The Therapeutae were a philosophico-religious sect which existed in Alexandria and other parts of the ancient Greek world. The primary source concerning the Therapeutae is the De vita contemplativa ("The Contemplative Life"), traditionally ascribed to the Jewish philosopher Philo of Alexandria (c. 20 BCE – 50 CE).

The author of De vita appears to have been personally acquainted with them. The author describes the Therapeutae as "philosophers" (cf. I.2) and mentions a group that lived on a low hill by Lake Mariout close to Alexandria in circumstances resembling lavrite life (cf. III.22). They were "the best" of a kind given to "perfect goodness" that "exists in many places in the inhabited world" (cf. III.21). The author was unsure of the origin of the name and derives the name Therapeutae/Therapeutides from Greek θεραπεύω in the sense of "cure" or "worship" (cf. I.2).

==Name==

The term Therapeutae (plural) is Latin, from Philo's Greek plural Therapeutai (Θεραπευταί). The term therapeutes means one who is attendant to the gods although the term, and the related adjective therapeutikos carry in later texts the meaning of attending to heal, or treating in a spiritual or medical sense. The Greek feminine plural Therapeutrides (Θεραπευτρίδες) is sometimes encountered for their female members. The term therapeutae may occur in relation to followers of Asclepius at Pergamon, and therapeutai may also occur in relation to worshippers of Sarapis in inscriptions, such as on Delos.

== De vita contemplativa account ==
Philo described the Therapeutae in De vita contemplativa ("On the contemplative life"), written in the first century CE. The origins of the Therapeutae were unclear, and Philo was even unsure about the etymology of their name, which he explained as meaning either physicians of souls or servants of God. The opening phrases of his essay establish that it followed one that has been lost, on the active life. Philo was employing the familiar polarity in Hellenic philosophy between the active and the contemplative life, exemplifying the active life by the Essenes, another severely ascetic sect, and the contemplative life by the desert-dwelling Therapeutae.

• **Supplied information**:
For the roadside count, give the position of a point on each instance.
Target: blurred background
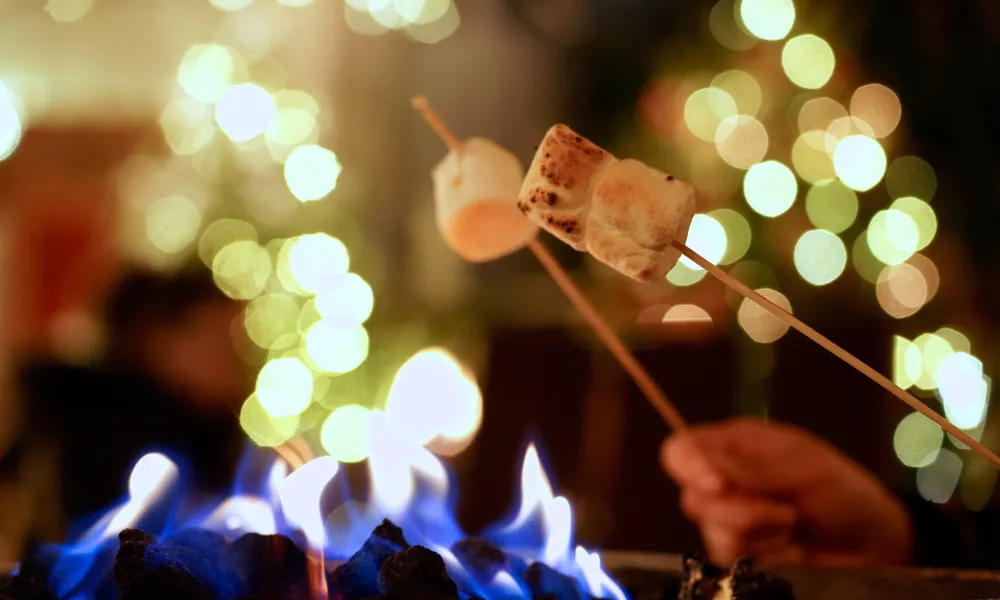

• **Explore the material**:
a. In the passage on the Therapeutae, which Greek verb does the author of De vita derive their name from?
b. Return everything in the passage on the Therapeutae from "The term Therapeutae (plural)" down to "as on Delos.".
c. Write the next part of the passage on the Therapeutae, picking up after its last sentence.

• **Answers to the exercise**:
a. θεραπεύω, in the sense of "cure" or "worship."

b.
The term Therapeutae (plural) is Latin, from Philo's Greek plural Therapeutai (Θεραπευταί). The term therapeutes means one who is attendant to the gods although the term, and the related adjective therapeutikos carry in later texts the meaning of attending to heal, or treating in a spiritual or medical sense. The Greek feminine plural Therapeutrides (Θεραπευτρίδες) is sometimes encountered for their female members. The term therapeutae may occur in relation to followers of Asclepius at Pergamon, and therapeutai may also occur in relation to worshippers of Sarapis in inscriptions, such as on Delos.

c.
According to De Vita Contemplativa, the Therapeutae were widely distributed in the Ancient world, among the Greeks and beyond in the non-Greek world of the "barbarians", with one of their major gathering points being in Alexandria, in the area of the Lake Mareotis:

Now this class of persons may be met with in many places, for it was fitting that both Greece and the country of the barbarians should partake of whatever is perfectly good; and there is the greatest number of such men in Egypt, in every one of the districts, or nomes, as they are called, and especially around Alexandria; and from all quarters those who are the best of these therapeutae proceed on their pilgrimage to some most suitable place as if it were their country, which is beyond the Maereotic lake.
— De Vita Contemplativa

=== Teachings and lifestyle ===

====Temperance and simplicity====
They lived chastely with utter simplicity; they "first of all laid down temperance as a sort of foundation for the soul to rest upon, proceed to build up other virtues on this foundation" (Philo). They renounced property and followed severe discipline:

These men abandon their property without being influenced by any predominant attraction, and flee without even turning their heads back again.
— De Vita Contemplativa para. 18

====Six days per week of solitude, meeting on seventh day, with teaching and hymns====
They were dedicated to the contemplative life, and their activities for six days of the week consisted of ascetic practices, fasting, solitary prayers and the study of the scriptures in their isolated cells, each with its separate holy sanctuary, and enclosed courtyard:

the entire interval from dawn to evening is given up by them to spiritual exercises. For they read the holy scriptures and draw out in thought and allegory their ancestral philosophy, since they regard the literal meanings as symbols of an inner and hidden nature revealing itself in covert ideas.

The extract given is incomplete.